§ SOURCE DOCUMENT:
────────────────
Citing low academic performance, the Texas Education Agency ordered three-year-old Essence Preparatory Charter School on San Antonio’s East Side to close at the end of the school year.

School officials were notified of TEA’s decision in a Dec. 18 letter from education commissioner Mike Morath, in which he said Essence Prep was “determined to have academically unacceptable performance ratings.”

When it opened in August 2022, Essence Prep was created to close education gaps for Black and brown students in historically underserved communities.

The school currently serves around 400 students in pre-K through eighth grade.

Essence Prep received an F rating in 2022-23, a D in 2023-24 and an F in 2024-25. Following state education code, the TEA can revoke a charter’s license if a campus has gotten three failing ratings within five years.

This August marked the school’s fourth year in operation. Now, families will have to enroll elsewhere for the 2026-27 school year.

Essence Prep will not appeal TEA’s decision, school founder and superintendent Akeem Brown said on Monday. Instead, its leaders plan to finish out the school year by focusing on the students they still have.

“The process is very costly. It’s resources that we would rather use this year to focus on kids and strengthen their academics,” Brown said, adding that appeals by schools in their situation almost never work.
────────────────
§ DATASET:
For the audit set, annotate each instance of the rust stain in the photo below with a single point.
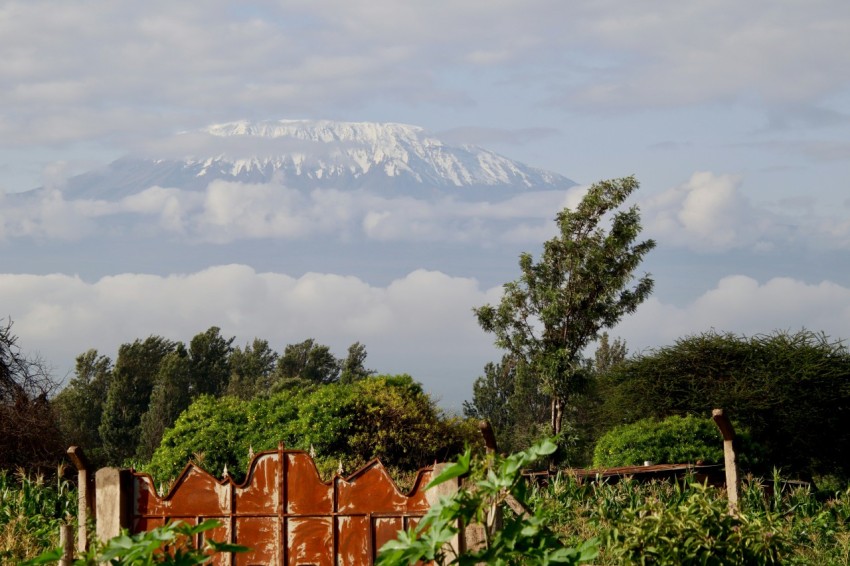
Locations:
(285, 513)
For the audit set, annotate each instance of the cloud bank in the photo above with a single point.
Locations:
(421, 323)
(709, 213)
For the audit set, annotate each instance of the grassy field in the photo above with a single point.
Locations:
(662, 522)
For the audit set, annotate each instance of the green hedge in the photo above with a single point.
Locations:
(675, 440)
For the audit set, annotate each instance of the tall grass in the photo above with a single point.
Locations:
(31, 510)
(668, 522)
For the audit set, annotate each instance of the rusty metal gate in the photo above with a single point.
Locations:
(284, 512)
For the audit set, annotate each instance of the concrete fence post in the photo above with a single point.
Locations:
(730, 458)
(114, 502)
(85, 495)
(66, 543)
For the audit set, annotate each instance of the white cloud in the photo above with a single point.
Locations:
(170, 64)
(227, 212)
(710, 213)
(421, 323)
(743, 305)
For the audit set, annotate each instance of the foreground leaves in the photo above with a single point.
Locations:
(170, 544)
(494, 487)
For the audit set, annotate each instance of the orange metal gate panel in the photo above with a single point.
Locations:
(285, 513)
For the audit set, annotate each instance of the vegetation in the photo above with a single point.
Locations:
(31, 510)
(120, 412)
(660, 523)
(28, 433)
(790, 391)
(674, 440)
(581, 285)
(348, 424)
(491, 483)
(171, 544)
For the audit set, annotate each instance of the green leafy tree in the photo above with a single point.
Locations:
(353, 367)
(509, 397)
(133, 379)
(169, 398)
(608, 354)
(79, 406)
(675, 440)
(581, 285)
(791, 391)
(209, 353)
(252, 369)
(308, 361)
(385, 416)
(29, 436)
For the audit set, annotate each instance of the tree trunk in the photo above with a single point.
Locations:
(558, 404)
(557, 415)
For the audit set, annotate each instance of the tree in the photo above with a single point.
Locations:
(79, 406)
(133, 379)
(308, 361)
(582, 284)
(251, 369)
(209, 353)
(790, 391)
(608, 354)
(353, 366)
(170, 397)
(28, 433)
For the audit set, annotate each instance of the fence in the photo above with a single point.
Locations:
(283, 511)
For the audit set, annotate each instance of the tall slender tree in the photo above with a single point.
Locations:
(584, 282)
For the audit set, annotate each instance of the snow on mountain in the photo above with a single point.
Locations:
(385, 157)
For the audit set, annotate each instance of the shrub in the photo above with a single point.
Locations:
(674, 440)
(388, 417)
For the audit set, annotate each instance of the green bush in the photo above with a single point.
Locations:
(388, 417)
(674, 440)
(519, 538)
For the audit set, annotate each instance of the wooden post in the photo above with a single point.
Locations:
(85, 495)
(66, 543)
(733, 481)
(114, 502)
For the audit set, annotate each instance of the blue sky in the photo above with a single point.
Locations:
(734, 116)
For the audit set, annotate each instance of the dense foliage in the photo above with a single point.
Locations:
(348, 424)
(492, 487)
(118, 412)
(790, 391)
(28, 432)
(674, 440)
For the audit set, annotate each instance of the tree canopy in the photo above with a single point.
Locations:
(791, 391)
(583, 282)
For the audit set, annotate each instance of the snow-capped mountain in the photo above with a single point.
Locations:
(386, 157)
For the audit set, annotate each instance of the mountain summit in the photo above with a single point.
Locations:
(387, 157)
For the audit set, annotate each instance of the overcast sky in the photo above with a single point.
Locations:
(734, 116)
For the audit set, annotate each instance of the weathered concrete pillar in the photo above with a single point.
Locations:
(66, 543)
(114, 502)
(85, 495)
(730, 458)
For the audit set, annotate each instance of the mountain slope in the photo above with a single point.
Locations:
(390, 158)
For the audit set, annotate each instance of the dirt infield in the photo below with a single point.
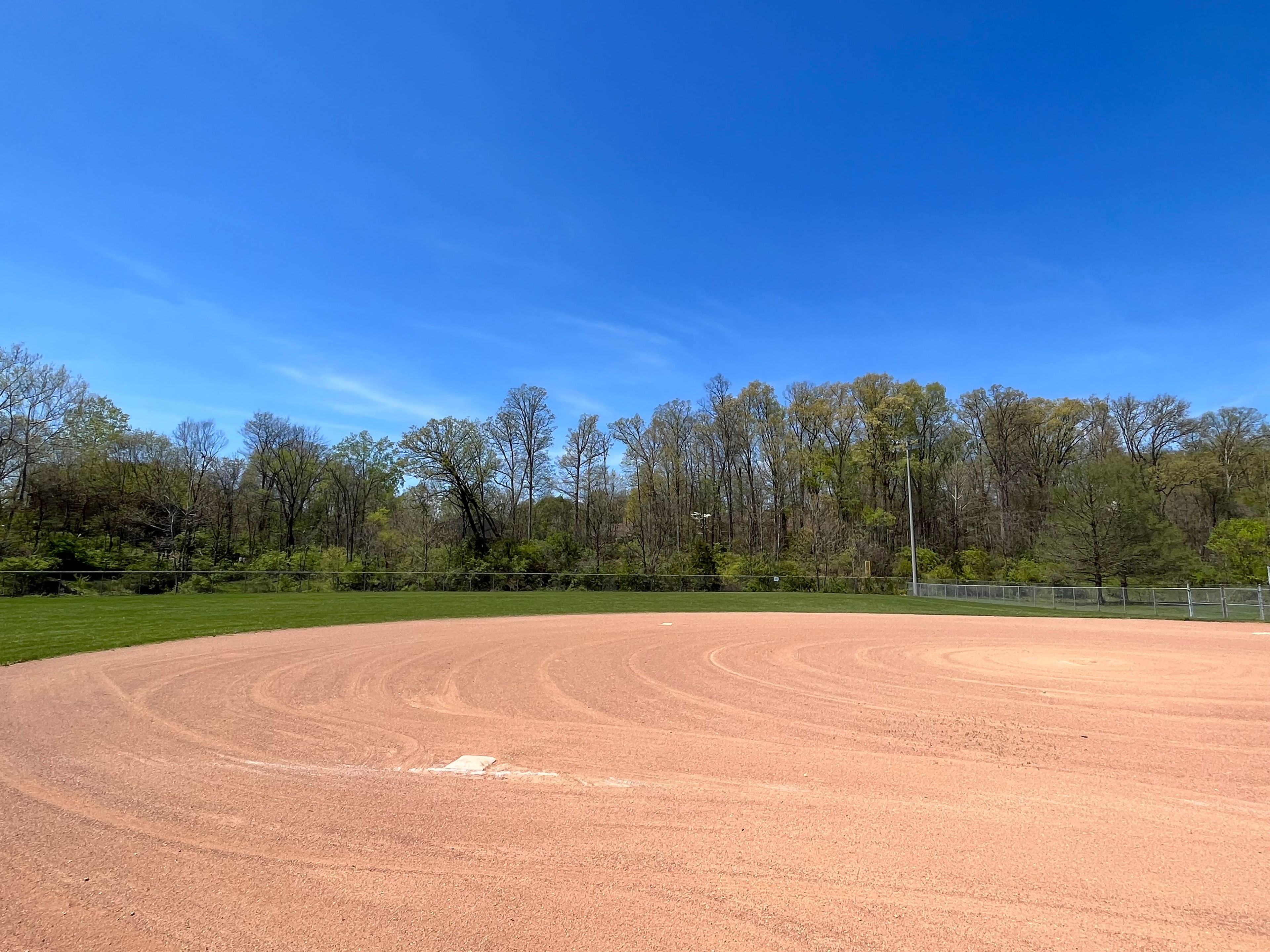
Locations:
(690, 781)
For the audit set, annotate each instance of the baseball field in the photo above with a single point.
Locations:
(653, 780)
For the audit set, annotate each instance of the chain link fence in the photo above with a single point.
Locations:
(1135, 601)
(158, 582)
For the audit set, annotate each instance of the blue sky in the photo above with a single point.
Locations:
(365, 215)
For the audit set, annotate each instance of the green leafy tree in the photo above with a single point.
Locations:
(1244, 546)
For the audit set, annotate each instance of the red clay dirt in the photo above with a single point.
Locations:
(724, 781)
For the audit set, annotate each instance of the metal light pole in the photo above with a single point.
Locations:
(912, 534)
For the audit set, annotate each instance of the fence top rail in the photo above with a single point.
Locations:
(774, 577)
(1179, 587)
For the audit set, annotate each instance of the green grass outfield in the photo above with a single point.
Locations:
(45, 627)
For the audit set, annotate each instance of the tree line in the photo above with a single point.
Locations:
(811, 480)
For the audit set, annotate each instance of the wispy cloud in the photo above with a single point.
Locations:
(338, 384)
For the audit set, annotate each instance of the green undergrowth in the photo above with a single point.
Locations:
(44, 627)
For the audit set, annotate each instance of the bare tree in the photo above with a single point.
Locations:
(530, 426)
────────────────
§ SHORT TASK 1: According to the article on Essence Prep's closure, how many students does the school currently serve, and in which grades?
§ SHORT TASK 2: Using the article on Essence Prep's closure, explain why the school decided not to appeal TEA's decision.
§ SHORT TASK 3: Write down everything from "Essence Prep will" down to "almost never work." in the article on Essence Prep's closure.
The entries aren't needed for this work.

§ EXERCISE RESPONSE 1: Around 400 students in pre-K through eighth grade.

§ EXERCISE RESPONSE 2: Brown said the appeal process is very costly, and the school would rather use those resources this year to focus on its students and strengthen their academics. He added that appeals by schools in their situation almost never work.

§ EXERCISE RESPONSE 3:
Essence Prep will not appeal TEA’s decision, school founder and superintendent Akeem Brown said on Monday. Instead, its leaders plan to finish out the school year by focusing on the students they still have.

“The process is very costly. It’s resources that we would rather use this year to focus on kids and strengthen their academics,” Brown said, adding that appeals by schools in their situation almost never work.